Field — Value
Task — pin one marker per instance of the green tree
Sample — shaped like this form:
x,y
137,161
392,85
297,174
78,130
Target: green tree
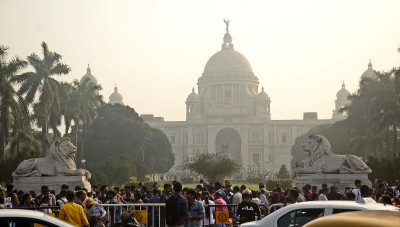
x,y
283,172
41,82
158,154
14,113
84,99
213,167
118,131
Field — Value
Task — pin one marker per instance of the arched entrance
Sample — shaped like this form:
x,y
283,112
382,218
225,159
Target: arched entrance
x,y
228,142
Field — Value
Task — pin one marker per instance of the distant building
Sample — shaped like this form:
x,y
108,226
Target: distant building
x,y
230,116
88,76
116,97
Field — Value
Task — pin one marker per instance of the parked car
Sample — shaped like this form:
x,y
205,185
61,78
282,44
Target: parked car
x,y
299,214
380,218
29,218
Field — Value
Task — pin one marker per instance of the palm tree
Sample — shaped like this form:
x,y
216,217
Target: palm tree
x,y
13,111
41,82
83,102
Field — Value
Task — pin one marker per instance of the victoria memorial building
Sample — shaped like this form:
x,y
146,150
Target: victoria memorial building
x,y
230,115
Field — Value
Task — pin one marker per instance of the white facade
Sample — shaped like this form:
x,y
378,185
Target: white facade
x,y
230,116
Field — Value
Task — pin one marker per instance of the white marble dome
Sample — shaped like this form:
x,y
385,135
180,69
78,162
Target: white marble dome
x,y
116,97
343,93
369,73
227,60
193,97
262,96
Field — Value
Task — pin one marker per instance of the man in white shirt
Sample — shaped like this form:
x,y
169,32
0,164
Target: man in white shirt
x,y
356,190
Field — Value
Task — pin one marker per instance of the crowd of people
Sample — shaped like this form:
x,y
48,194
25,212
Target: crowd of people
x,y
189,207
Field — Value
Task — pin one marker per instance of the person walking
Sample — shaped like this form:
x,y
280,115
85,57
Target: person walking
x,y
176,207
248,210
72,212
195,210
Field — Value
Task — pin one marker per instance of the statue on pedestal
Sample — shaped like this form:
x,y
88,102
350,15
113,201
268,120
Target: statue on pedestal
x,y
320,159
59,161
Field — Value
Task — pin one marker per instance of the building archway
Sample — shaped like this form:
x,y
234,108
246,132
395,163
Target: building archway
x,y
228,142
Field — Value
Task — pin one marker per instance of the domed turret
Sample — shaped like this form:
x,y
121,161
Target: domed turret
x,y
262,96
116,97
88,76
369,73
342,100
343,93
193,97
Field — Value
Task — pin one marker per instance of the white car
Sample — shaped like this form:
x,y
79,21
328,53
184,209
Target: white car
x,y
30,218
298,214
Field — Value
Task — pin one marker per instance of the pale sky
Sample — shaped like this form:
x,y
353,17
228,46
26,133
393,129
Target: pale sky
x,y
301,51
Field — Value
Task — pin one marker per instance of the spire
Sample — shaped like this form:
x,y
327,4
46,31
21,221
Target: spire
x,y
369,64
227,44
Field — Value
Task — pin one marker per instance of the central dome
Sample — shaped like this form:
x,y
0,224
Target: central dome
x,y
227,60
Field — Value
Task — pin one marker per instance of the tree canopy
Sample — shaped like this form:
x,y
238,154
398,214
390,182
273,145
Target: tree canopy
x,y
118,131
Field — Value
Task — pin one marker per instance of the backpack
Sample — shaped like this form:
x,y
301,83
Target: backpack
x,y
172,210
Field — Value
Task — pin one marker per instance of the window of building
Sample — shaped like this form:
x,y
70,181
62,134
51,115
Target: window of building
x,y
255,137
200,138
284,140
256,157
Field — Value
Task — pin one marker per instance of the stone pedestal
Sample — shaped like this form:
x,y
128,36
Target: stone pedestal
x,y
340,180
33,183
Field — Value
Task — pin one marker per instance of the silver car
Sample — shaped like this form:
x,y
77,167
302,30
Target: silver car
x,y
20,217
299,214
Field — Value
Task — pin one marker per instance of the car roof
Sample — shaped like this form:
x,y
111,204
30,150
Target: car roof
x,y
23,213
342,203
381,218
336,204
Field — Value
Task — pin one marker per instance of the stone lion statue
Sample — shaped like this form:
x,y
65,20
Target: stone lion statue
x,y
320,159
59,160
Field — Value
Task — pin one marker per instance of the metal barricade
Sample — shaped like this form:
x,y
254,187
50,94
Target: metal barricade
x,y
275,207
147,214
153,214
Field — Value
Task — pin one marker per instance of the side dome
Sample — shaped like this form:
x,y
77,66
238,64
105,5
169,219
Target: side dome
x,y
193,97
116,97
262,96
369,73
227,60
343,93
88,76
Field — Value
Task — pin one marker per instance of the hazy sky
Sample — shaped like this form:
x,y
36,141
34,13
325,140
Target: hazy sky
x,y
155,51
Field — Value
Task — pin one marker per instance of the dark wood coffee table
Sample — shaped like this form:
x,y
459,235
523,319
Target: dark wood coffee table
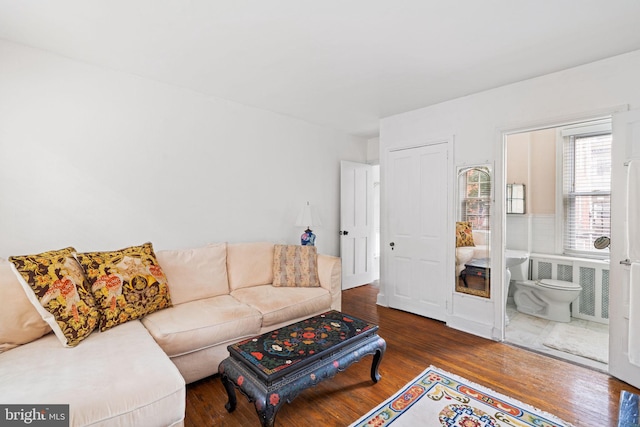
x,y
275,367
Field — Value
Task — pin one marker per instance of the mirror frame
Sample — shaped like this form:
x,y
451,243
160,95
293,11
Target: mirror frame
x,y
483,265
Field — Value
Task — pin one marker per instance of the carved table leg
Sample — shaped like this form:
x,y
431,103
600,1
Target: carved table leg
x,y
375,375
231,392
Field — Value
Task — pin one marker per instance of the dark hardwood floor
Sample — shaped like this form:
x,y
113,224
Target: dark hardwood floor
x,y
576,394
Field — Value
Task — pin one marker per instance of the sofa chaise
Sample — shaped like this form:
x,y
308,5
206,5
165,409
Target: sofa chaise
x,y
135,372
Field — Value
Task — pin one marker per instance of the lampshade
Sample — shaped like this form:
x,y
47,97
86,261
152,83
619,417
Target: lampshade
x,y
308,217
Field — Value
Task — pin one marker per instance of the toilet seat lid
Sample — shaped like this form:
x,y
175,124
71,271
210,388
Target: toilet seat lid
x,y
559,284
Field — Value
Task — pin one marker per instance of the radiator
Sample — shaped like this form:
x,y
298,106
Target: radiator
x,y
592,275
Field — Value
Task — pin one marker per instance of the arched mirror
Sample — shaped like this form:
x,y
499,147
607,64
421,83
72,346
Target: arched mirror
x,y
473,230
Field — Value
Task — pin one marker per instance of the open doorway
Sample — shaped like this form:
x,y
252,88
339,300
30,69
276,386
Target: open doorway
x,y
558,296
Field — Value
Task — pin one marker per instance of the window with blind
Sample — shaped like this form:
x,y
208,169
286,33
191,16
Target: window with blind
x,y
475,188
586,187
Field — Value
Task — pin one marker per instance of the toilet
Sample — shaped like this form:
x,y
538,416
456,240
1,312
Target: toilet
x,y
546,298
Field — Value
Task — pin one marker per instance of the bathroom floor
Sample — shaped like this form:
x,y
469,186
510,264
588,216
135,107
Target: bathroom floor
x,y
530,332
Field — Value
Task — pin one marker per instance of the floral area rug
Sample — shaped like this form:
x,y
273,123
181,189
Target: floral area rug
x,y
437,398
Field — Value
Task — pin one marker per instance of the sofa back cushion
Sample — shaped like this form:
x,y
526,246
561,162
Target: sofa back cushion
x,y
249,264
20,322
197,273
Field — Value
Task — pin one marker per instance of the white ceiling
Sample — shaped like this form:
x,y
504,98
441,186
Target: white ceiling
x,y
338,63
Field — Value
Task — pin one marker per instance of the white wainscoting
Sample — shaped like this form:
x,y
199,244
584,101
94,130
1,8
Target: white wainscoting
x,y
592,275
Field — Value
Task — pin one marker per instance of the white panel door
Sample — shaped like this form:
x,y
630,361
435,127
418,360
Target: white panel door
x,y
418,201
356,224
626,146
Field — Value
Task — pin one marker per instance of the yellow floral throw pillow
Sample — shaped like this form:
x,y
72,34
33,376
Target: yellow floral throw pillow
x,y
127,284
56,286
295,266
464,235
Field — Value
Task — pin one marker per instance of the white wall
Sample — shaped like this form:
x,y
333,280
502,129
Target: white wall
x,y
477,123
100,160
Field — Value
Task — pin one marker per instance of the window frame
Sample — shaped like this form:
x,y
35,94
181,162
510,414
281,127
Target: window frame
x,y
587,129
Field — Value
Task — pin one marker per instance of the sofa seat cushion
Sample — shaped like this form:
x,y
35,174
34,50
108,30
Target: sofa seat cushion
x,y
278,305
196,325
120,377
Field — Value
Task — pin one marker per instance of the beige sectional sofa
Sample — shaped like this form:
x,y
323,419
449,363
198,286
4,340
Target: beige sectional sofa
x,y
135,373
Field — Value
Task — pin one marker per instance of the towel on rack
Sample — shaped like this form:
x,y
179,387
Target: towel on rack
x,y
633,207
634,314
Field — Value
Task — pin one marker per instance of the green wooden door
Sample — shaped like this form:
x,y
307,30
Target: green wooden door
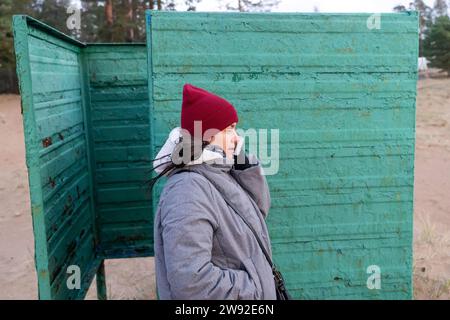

PROBLEM DESCRIPTION | Search the entries above for lines containing the word "wooden", and copy each one.

ANSWER SPACE |
Task — pin one marker per instance of the green wooden door
Target: green wooden door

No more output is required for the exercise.